What is asked — Format the data below as a numbered list with one entry per line, skipping any blank lines and omitting the pictures.

Given data —
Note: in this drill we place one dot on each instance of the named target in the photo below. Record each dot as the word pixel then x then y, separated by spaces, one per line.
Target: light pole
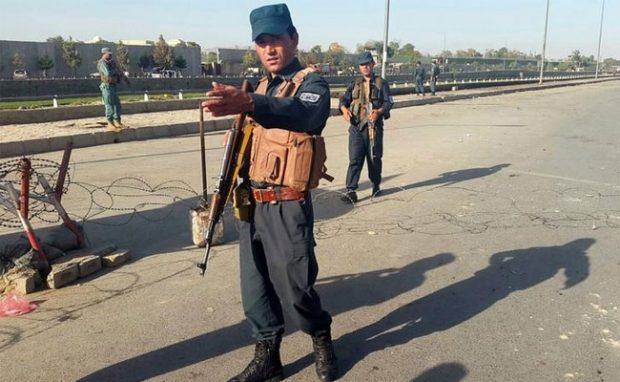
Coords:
pixel 387 23
pixel 600 36
pixel 542 58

Finished exercise —
1. Note: in this drill we place one dot on each instance of the named target in the photo below. Record each dot as the word pixel then x then y, separated by spaces, one per line.
2. Target: light pole
3. Coords:
4. pixel 387 23
5. pixel 600 36
6. pixel 542 58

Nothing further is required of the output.